GIVEN DATA:
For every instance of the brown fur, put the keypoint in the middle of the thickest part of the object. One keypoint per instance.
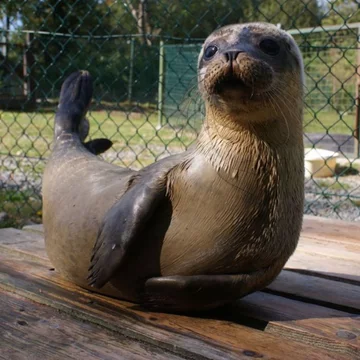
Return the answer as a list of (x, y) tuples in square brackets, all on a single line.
[(234, 201)]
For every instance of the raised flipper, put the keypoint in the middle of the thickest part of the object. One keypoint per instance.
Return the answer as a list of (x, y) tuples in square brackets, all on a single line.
[(98, 146), (75, 97), (203, 292), (124, 222)]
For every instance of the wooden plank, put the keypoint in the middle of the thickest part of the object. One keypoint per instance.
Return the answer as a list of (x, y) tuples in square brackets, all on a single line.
[(37, 228), (192, 337), (323, 291), (312, 324), (334, 249), (32, 331), (28, 243), (327, 267), (331, 229)]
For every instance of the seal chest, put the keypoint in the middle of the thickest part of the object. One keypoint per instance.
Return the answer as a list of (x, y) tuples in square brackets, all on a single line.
[(199, 229)]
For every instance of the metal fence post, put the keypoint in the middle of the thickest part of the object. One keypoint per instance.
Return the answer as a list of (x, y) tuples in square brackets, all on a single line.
[(161, 84), (357, 92), (28, 69), (131, 72)]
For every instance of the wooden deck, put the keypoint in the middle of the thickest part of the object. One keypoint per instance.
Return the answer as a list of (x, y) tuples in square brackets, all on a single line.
[(311, 311)]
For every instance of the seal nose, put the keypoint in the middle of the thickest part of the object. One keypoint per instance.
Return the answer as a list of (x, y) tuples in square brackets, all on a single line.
[(231, 55)]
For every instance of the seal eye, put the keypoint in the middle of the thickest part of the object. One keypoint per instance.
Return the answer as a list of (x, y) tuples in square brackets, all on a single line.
[(210, 51), (269, 47)]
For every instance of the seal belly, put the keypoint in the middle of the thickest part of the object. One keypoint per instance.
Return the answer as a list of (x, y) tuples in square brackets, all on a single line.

TRY IT:
Pictures are to be omitted; otherwise, write out the data exactly as it appears.

COMPLETED EXERCISE:
For every instance of the brown fur, put the keypoint in the middle of the thickest part of the object. One keypoint per instance.
Return the answer as a list of (x, y) tuples in square brackets, all on a single line.
[(234, 201)]
For every instance of the raised flipper, put the keypoint in the middle of the thickest part of the object. One keypoint per instance.
Return the answer as a list of (x, y) tuples in square brackets, all on a single line.
[(98, 146), (75, 97), (203, 292), (124, 222)]
For every instance of the wooden plank, put the keypoint in the middle of the thickest part of the object. One keypoint per instance.
Return the answer as a list of (x, y) tuples in square brackets, all on a single line.
[(37, 228), (192, 337), (323, 291), (312, 324), (334, 249), (32, 331), (28, 243), (327, 267), (331, 229)]
For every instance of the seal chest, put the keypoint in the middle of the thickest part of the object. One keypoint per instance.
Return the answer as a list of (x, y) tuples in square brackets, all on a single line.
[(199, 229)]
For every instance of the metal fence post, put the keypoint in the middle of the thickest part of the object. One keypoint per instance.
Return the answer as a list of (x, y) tuples in square brackets, all on a single line.
[(161, 84), (357, 92), (28, 69), (131, 72)]
For every instance of the wooden deck, put the keypoint in the middle of the thickest part of the object. One keypoint per instance.
Return the answer as a list of (x, y) tuples in square brackets, all on a single line.
[(311, 311)]
For every instance of the seal nose, put the keypoint in the middle of the thickest part of the object. One keypoint per instance.
Return the answer as a list of (x, y) tuples in square brackets, all on a single line.
[(231, 55)]
For every instance of the seal eye, put the keypoint in the middle of the thickest part of the object. One keypoint per instance.
Return the answer as a list of (x, y) tuples in square brackets, all on a single line.
[(210, 51), (269, 47)]
For every instance of the seal belly, put the keypoint in the middle of the thickest part of the object. One keypoint per instance.
Return the answer as a list of (x, y) tuples in square brackets, all on a single line.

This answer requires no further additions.